List every unit symbol that the unit-conversion attempt uses in its calculation.

## Quoted passage
────────────────────────────────────────
Here is my attempt to convert them... We know $W=\frac{J}{s}$, so we can write $$10^3 J s^{-1} m^{-2} \mu m^{-1}$$ and we know how to convert $m$ to $cm$, so $$10^3 J s^{-1} 10^{-4} cm^{-2} \mu m^{-1}$$ I interpret this to mean: so many joules hitting a certain area every second at a specific wavelength. Now we want to speak about the number of photons hitting a given area every second for a particular area and for a given photon energy.

So we could multiply by the wavelength $\lambda$ ($\mu m$) to cancel out the extra reciprocal microns and we'd get, $$10^3 J s^{-1} 10^{-4} cm^{-2} \lambda$$ Now I know the energy of a photon can be given by $E=\frac{hc}{\lambda}$ and $J$ are units of energy, so $$10^3 \frac{hc}{\lambda (\mu m)} s^{-1} 10^{-4} cm^{-2} \lambda$$ and $hc =1.24 eV \mu m$ so, $$10^3 \frac{1.24 eV \mu m}{\lambda (\mu m)} s^{-1} 10^{-4} cm^{-2} \lambda$$ which I get to mean,

$$10^3 1.24 eV s^{-1} 10^{-4} cm^{-2}$$ $$10^{-1} 1.24 eV s^{-1} cm^{-2}$$ which is almost what I wanted, except I'm missing a $10^{18}$ and my eV is not reciprocal. Can somebody help get me get this?!
────────────────────────────────────────
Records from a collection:
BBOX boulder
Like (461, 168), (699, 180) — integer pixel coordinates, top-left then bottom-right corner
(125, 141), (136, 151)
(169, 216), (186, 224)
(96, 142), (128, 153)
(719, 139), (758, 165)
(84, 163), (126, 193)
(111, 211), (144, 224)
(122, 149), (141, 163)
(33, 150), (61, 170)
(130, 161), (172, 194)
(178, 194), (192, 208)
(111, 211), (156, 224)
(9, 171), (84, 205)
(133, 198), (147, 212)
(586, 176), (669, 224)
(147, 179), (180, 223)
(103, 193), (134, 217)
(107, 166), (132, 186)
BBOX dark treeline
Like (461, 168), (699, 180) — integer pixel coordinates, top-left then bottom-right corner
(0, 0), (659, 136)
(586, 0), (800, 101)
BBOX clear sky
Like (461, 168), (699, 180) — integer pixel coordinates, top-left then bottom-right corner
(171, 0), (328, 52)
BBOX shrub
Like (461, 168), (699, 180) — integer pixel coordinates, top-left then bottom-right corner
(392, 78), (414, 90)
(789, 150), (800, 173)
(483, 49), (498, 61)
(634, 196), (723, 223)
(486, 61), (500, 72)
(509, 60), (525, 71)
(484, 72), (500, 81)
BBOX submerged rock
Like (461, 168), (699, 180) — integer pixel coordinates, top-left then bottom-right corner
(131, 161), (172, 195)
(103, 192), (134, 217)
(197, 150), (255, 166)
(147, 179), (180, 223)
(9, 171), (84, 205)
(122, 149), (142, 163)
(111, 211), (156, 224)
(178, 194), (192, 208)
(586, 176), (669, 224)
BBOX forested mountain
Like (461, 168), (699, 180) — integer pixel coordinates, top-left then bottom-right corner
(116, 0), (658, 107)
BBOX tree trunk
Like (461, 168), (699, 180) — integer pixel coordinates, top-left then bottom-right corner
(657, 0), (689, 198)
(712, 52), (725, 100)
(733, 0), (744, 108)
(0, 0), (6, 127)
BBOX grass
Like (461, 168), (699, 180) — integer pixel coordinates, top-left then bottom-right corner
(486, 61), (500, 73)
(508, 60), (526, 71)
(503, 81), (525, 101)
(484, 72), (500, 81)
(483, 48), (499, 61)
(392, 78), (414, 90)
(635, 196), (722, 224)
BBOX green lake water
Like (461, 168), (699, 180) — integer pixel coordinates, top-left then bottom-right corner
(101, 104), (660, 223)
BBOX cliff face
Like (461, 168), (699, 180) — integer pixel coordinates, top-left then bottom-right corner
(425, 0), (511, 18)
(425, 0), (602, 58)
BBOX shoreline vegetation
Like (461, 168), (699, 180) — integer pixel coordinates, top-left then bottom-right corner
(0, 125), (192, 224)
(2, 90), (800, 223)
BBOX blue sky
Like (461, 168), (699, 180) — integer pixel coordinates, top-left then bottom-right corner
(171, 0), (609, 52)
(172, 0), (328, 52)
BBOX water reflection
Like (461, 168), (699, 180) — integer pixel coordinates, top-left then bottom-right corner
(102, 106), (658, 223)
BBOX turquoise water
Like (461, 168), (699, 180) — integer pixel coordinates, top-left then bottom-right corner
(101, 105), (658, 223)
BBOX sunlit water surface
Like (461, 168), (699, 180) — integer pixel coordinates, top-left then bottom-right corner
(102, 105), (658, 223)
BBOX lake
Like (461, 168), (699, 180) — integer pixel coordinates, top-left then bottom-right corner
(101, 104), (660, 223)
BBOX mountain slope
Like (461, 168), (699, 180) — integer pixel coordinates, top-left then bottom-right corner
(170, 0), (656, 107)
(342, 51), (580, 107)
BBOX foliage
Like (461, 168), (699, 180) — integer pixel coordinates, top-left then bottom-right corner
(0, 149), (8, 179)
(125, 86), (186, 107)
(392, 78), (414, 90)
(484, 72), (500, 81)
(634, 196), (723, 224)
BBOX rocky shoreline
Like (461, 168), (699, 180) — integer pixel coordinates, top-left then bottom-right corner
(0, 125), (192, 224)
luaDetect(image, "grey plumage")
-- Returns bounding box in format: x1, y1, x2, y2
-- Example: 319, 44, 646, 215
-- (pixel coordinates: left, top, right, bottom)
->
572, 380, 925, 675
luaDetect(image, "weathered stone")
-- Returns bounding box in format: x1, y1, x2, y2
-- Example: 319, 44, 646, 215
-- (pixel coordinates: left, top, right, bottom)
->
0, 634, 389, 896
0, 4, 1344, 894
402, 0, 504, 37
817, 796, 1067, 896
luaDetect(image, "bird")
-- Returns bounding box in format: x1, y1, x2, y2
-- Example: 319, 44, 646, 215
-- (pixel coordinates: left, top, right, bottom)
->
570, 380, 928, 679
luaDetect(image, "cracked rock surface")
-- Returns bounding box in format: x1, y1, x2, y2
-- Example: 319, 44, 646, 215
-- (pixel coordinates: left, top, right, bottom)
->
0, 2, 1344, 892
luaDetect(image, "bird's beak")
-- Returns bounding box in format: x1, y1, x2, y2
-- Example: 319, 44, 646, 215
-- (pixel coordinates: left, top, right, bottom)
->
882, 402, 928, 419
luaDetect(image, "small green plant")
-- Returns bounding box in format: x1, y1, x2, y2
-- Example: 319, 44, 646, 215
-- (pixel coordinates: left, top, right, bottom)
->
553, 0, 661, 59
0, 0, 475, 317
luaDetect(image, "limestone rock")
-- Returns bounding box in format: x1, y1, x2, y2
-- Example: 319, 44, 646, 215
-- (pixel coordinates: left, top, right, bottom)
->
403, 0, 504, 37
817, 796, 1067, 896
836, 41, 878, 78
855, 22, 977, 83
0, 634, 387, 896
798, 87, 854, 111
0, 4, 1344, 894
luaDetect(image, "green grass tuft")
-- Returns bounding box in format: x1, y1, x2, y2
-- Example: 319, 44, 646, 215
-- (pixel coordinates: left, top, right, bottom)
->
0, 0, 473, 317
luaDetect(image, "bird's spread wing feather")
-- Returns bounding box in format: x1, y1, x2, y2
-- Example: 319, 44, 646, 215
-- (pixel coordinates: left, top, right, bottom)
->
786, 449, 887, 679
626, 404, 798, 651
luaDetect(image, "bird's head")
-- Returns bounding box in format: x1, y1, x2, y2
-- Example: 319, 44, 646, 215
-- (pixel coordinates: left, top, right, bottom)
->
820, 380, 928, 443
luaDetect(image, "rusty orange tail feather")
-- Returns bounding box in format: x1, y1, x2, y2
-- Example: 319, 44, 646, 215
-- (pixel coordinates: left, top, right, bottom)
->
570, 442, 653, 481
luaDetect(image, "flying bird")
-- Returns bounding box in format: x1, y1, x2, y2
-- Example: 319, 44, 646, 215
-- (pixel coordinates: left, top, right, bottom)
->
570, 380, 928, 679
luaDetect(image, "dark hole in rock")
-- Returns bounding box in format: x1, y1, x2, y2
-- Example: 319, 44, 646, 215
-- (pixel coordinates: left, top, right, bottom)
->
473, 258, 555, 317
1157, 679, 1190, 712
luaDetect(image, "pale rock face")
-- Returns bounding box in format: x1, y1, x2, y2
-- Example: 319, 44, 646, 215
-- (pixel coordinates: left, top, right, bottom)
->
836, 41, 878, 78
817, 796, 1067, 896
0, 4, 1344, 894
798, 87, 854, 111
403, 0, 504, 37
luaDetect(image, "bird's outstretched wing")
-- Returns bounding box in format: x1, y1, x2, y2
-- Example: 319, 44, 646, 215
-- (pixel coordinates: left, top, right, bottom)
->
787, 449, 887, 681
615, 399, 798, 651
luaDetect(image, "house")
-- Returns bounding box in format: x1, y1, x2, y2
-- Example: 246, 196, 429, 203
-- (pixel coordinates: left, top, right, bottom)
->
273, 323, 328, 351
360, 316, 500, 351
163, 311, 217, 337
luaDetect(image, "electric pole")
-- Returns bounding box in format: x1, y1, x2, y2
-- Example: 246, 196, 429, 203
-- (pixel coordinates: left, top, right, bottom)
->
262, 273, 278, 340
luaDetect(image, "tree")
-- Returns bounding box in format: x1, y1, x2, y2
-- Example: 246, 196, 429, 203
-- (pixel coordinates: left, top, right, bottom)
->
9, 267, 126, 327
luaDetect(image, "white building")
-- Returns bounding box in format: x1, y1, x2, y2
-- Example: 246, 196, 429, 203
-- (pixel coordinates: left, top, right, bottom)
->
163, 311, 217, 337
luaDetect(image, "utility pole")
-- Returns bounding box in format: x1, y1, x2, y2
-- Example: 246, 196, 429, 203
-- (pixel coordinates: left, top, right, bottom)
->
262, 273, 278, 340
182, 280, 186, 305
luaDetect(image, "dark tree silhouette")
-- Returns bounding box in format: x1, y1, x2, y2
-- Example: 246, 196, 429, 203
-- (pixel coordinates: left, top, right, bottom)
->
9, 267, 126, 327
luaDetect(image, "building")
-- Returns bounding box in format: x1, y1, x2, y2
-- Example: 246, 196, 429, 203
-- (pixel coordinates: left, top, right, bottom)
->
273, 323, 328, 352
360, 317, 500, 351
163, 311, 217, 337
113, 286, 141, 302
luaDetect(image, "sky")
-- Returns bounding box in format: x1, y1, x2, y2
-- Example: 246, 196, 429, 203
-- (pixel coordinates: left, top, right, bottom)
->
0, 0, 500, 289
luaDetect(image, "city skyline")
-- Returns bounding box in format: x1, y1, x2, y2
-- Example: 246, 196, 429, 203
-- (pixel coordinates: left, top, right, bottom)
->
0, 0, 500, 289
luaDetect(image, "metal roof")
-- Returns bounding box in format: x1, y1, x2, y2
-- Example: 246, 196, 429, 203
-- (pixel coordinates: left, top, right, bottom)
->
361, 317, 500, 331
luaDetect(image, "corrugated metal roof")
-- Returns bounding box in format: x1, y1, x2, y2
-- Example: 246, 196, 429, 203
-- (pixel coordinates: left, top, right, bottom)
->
────────────────────────────────────────
## Finished task
W, J, s, m, cm, μm, eV